> [Assigned task]: Using the listing below, copy exactly the lines from the one containing "drop a dot on every instance of the ceiling mounted" to the one containing "drop a dot on every instance of the window sill", both lines included, and no others.
(Information shown Opens)
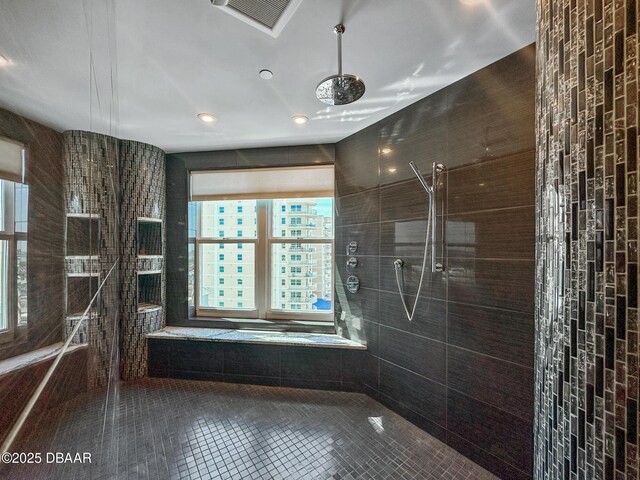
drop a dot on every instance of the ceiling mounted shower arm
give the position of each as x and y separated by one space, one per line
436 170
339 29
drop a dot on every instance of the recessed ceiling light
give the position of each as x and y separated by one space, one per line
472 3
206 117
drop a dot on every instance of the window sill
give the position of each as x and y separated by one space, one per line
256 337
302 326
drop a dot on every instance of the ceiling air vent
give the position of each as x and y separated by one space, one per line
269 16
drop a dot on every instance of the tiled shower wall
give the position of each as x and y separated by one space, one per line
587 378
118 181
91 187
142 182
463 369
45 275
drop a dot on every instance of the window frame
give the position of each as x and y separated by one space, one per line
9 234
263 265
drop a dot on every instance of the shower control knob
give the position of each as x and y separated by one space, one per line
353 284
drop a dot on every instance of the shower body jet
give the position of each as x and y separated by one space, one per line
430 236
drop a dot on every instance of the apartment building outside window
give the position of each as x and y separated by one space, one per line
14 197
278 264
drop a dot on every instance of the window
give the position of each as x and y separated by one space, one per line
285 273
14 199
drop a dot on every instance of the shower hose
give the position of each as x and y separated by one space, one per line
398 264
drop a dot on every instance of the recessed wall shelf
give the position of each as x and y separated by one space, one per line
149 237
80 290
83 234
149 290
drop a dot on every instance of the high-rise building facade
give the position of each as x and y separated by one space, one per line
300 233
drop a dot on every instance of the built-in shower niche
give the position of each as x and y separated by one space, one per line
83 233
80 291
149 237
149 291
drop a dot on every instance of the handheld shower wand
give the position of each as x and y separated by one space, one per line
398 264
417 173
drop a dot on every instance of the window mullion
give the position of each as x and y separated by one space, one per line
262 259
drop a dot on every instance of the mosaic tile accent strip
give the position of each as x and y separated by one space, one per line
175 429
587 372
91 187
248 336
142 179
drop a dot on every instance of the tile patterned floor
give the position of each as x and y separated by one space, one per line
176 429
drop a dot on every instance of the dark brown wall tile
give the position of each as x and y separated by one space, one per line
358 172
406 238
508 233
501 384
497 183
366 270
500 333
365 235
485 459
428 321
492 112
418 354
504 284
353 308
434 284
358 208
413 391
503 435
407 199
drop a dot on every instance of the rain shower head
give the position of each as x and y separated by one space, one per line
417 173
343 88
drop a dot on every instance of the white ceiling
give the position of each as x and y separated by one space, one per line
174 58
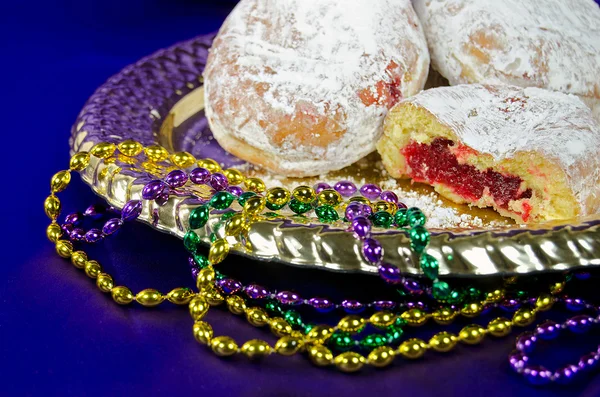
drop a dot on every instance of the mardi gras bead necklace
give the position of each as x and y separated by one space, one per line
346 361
(Information shown Closes)
(Information shown Opens)
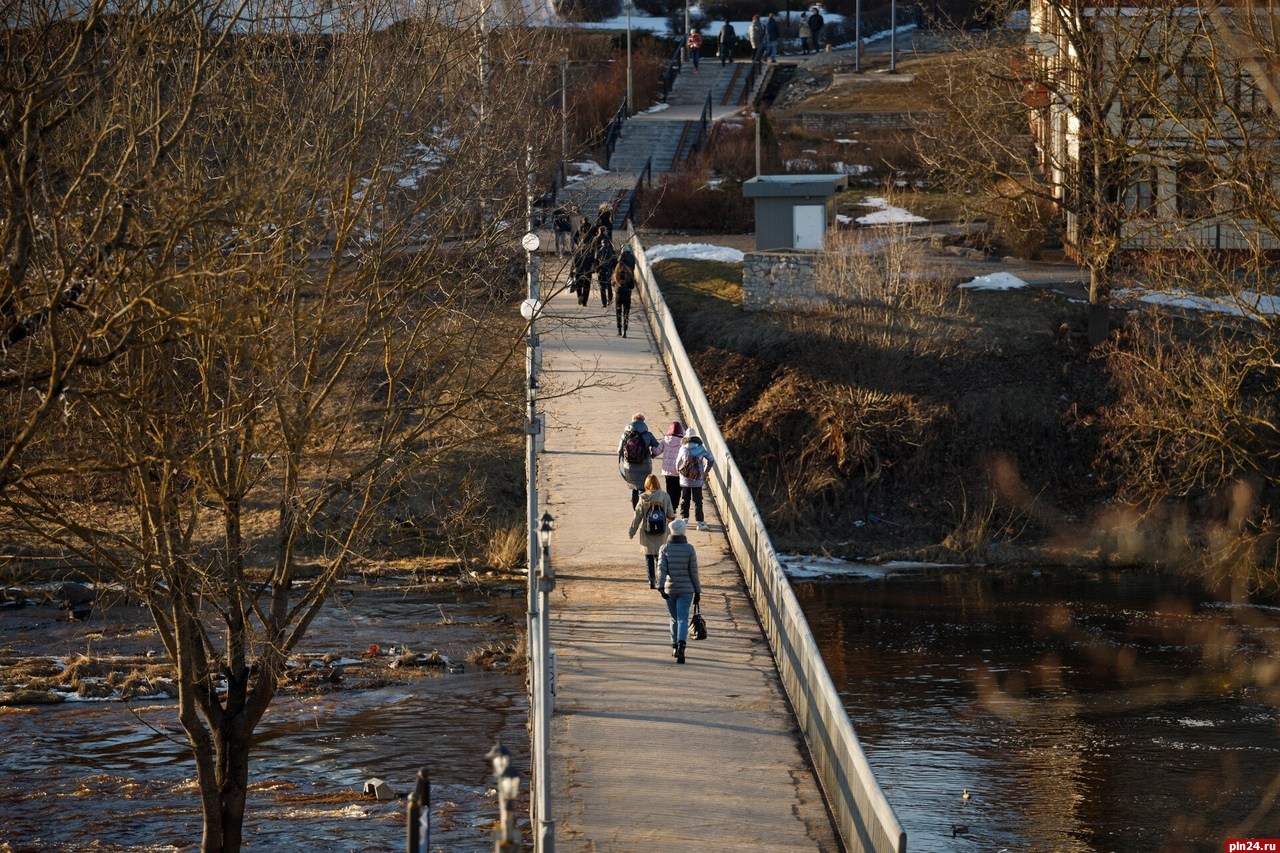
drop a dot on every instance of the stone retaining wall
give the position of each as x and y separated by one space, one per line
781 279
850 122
(Information shown Closes)
> [Solution for this problem]:
drop a dot on every instance of the ceiling mounted shower arm
give the position of each as x and y separated by one space, one per line
436 170
339 29
drop a dot on every instance of the recessed ceiling light
give the position of each as x and y separated by one space, one per line
472 3
206 117
drop a dot on every instance of the window sill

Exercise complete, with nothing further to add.